▶ **What you need to do**
Please copy out the material below, swapping each "pixels" for "px" and leaving everything else unchanged. Omit the pictures from your copy.

▶ **Data entries**

'''

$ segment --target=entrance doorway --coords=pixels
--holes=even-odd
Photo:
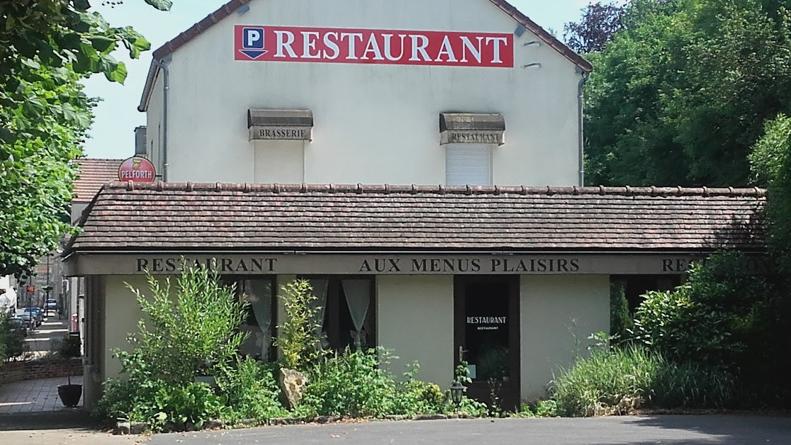
[[[453,282],[455,361],[467,361],[467,395],[503,409],[520,402],[519,277],[456,276]]]

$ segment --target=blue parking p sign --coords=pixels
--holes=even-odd
[[[255,60],[267,54],[264,47],[263,28],[259,26],[245,26],[242,28],[242,47],[239,52]]]

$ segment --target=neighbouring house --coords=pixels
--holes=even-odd
[[[233,0],[153,58],[163,182],[104,186],[64,253],[87,406],[142,316],[127,284],[183,259],[251,303],[247,355],[277,353],[278,288],[301,277],[326,347],[395,349],[443,387],[466,361],[471,395],[515,405],[609,330],[613,281],[764,249],[761,190],[581,187],[592,67],[504,0]]]
[[[13,276],[0,277],[0,315],[16,312],[17,292],[17,281]]]

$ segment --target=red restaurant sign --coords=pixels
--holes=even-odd
[[[145,157],[131,157],[122,162],[118,168],[118,179],[120,181],[153,183],[156,176],[153,164]]]
[[[236,60],[513,67],[513,35],[238,25]]]

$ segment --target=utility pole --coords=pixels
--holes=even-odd
[[[47,254],[47,286],[44,287],[44,292],[47,294],[47,297],[44,299],[44,303],[45,304],[47,303],[47,300],[49,300],[49,291],[50,291],[51,288],[52,288],[52,284],[51,284],[52,280],[50,279],[50,274],[49,274],[49,257],[50,257],[50,255],[49,255],[49,254]],[[44,305],[42,304],[42,306],[44,306]],[[46,306],[44,306],[44,307],[46,307]],[[46,314],[44,314],[44,315],[46,315]]]

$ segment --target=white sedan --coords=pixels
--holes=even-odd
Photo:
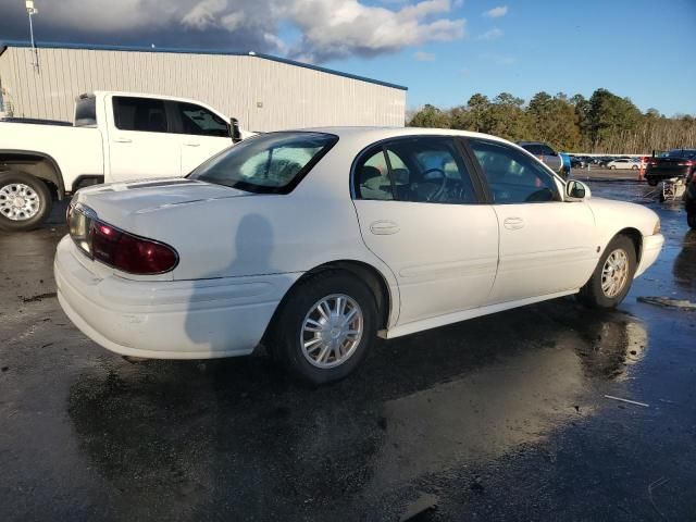
[[[58,297],[116,353],[263,344],[341,378],[394,338],[571,294],[616,307],[657,259],[644,207],[591,198],[509,141],[415,128],[259,135],[187,178],[82,189]]]
[[[637,171],[641,169],[641,160],[636,158],[619,158],[607,163],[607,169],[611,169],[612,171],[617,169]]]

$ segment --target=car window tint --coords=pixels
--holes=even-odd
[[[229,137],[227,123],[217,114],[194,103],[176,103],[183,134]]]
[[[251,192],[287,194],[337,140],[323,133],[261,134],[213,157],[188,177]]]
[[[504,144],[470,139],[495,203],[559,200],[554,176],[530,157]]]
[[[451,138],[421,137],[385,144],[397,199],[475,203],[471,177]]]
[[[363,154],[356,167],[356,195],[361,199],[394,199],[387,161],[382,146]]]
[[[164,102],[152,98],[114,96],[113,117],[121,130],[166,133]]]

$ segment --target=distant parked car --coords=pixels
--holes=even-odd
[[[696,176],[693,173],[684,192],[684,208],[688,226],[696,229]]]
[[[688,183],[694,172],[696,172],[696,149],[673,149],[658,158],[649,158],[645,177],[652,186],[670,177],[683,177]]]
[[[58,298],[96,343],[208,359],[263,339],[318,384],[377,333],[572,294],[616,307],[663,244],[650,209],[593,199],[509,141],[408,127],[259,135],[188,178],[83,188],[67,221]]]
[[[614,170],[632,170],[637,171],[641,167],[641,162],[633,158],[617,158],[607,163],[607,169]]]
[[[518,141],[518,145],[527,152],[536,156],[539,160],[546,163],[549,169],[559,174],[563,171],[563,160],[561,157],[551,149],[548,145],[539,141]]]

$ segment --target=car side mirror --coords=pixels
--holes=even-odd
[[[233,144],[241,141],[241,130],[239,130],[239,120],[233,117],[229,120],[229,137]]]
[[[567,201],[582,201],[591,196],[591,190],[587,185],[576,179],[571,179],[566,184],[566,200]]]

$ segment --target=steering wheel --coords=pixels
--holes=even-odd
[[[445,174],[445,171],[443,171],[442,169],[428,169],[427,171],[424,171],[421,174],[421,178],[424,178],[425,175],[430,174],[431,172],[439,173],[443,176],[443,183],[440,183],[439,187],[437,187],[433,192],[428,194],[425,197],[425,201],[437,200],[437,198],[442,197],[443,194],[445,194],[445,188],[447,188],[447,175]]]

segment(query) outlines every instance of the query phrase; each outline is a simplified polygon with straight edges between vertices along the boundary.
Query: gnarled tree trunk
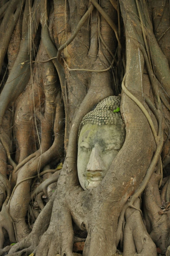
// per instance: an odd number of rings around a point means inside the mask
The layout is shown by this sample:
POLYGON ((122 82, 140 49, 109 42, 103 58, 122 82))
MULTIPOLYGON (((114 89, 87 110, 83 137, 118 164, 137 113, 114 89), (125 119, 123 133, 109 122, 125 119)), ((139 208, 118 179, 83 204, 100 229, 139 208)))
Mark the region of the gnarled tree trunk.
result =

'''

▶ **Written response**
$ segment --target=entrance doorway --coords=px
--holes=even-odd
Photo:
[[[453,282],[455,361],[467,361],[467,395],[503,409],[520,402],[519,277],[456,276]]]

$ segment --target=blue parking p sign --coords=px
--holes=even-odd
[[[255,60],[267,54],[264,47],[263,28],[259,26],[245,26],[242,28],[242,47],[239,52]]]

$ segment --target=neighbouring house --coords=px
--holes=even-odd
[[[233,0],[153,58],[163,182],[104,186],[64,253],[87,406],[142,316],[127,284],[183,259],[251,303],[247,355],[277,353],[278,288],[301,277],[326,347],[395,349],[443,387],[466,361],[471,395],[515,405],[609,330],[613,281],[764,249],[761,190],[581,187],[592,67],[504,0]]]
[[[13,276],[0,277],[0,315],[16,312],[17,292],[17,281]]]

$ segment --target=red restaurant sign --coords=px
--holes=even-odd
[[[145,157],[131,157],[122,162],[118,168],[118,179],[120,181],[153,183],[156,176],[153,164]]]
[[[236,60],[513,67],[513,35],[238,25]]]

$ segment --target=utility pole --coords=px
--holes=even-odd
[[[47,254],[47,286],[44,287],[44,292],[47,294],[47,297],[44,299],[44,303],[45,304],[47,303],[47,300],[49,300],[49,291],[50,291],[51,288],[52,288],[52,284],[51,284],[52,280],[50,279],[50,274],[49,274],[49,257],[50,257],[50,255],[49,255],[49,254]],[[44,305],[42,304],[42,306],[44,306]],[[46,306],[44,306],[44,307],[46,307]],[[46,314],[44,314],[44,315],[46,315]]]

$ segment --target=white sedan --coords=px
--holes=even-odd
Photo:
[[[58,297],[116,353],[263,344],[341,378],[394,338],[571,294],[616,307],[657,259],[644,207],[591,198],[509,141],[415,128],[259,135],[187,178],[82,189]]]
[[[637,171],[641,169],[641,160],[636,158],[619,158],[607,163],[607,169],[611,169],[612,171],[617,169]]]

$ segment --target=car window tint --coords=px
--holes=even-odd
[[[229,137],[227,123],[217,114],[194,103],[176,103],[183,134]]]
[[[251,192],[287,194],[337,140],[323,133],[261,134],[213,157],[188,177]]]
[[[504,144],[470,139],[495,203],[559,200],[554,176],[530,157]]]
[[[451,138],[421,137],[385,144],[397,199],[475,203],[471,177]]]
[[[363,154],[356,167],[356,195],[361,199],[394,199],[387,161],[382,146]]]
[[[164,102],[152,98],[114,96],[113,117],[121,130],[166,133]]]

$ segment --target=distant parked car --coords=px
--holes=even-odd
[[[696,176],[693,173],[684,192],[684,208],[688,226],[696,229]]]
[[[688,183],[694,172],[696,172],[696,149],[673,149],[658,158],[649,158],[645,177],[652,186],[670,177],[683,177]]]
[[[58,298],[96,343],[208,359],[263,339],[318,384],[377,333],[572,294],[616,307],[663,244],[650,209],[593,199],[509,141],[408,127],[259,135],[188,178],[83,188],[67,221]]]
[[[614,170],[632,170],[637,171],[641,167],[641,162],[633,158],[617,158],[607,163],[607,169]]]
[[[518,141],[518,145],[527,152],[536,156],[539,160],[546,163],[549,169],[559,174],[563,171],[563,160],[561,157],[551,149],[548,145],[539,141]]]

$ segment --target=car side mirror --coords=px
--holes=even-odd
[[[233,144],[241,141],[241,130],[239,130],[239,120],[233,117],[229,120],[229,137]]]
[[[567,201],[582,201],[591,196],[591,190],[587,185],[576,179],[571,179],[566,184],[566,200]]]

$ segment --target=steering wheel --coords=px
--holes=even-odd
[[[445,174],[445,171],[443,171],[442,169],[428,169],[427,171],[424,171],[421,174],[421,178],[424,178],[425,175],[430,174],[431,172],[439,173],[443,176],[443,183],[440,183],[439,187],[437,187],[433,192],[428,194],[425,197],[425,201],[437,200],[437,198],[442,197],[443,194],[445,194],[445,188],[447,188],[447,175]]]

segment(query) outlines every instance of the query phrase; each outline is a simplified polygon with straight edges between vertices along the boundary.
Query: gnarled tree trunk
// per instance: an odd number of rings around a point means inside the mask
The layout is shown by this sample:
POLYGON ((122 82, 140 49, 109 42, 103 58, 122 82))
MULTIPOLYGON (((114 89, 87 110, 83 137, 118 164, 137 113, 114 89), (125 119, 123 133, 109 122, 125 119)), ((139 208, 118 179, 83 204, 100 229, 139 208)))
Mark the region of the gnarled tree trunk.
result =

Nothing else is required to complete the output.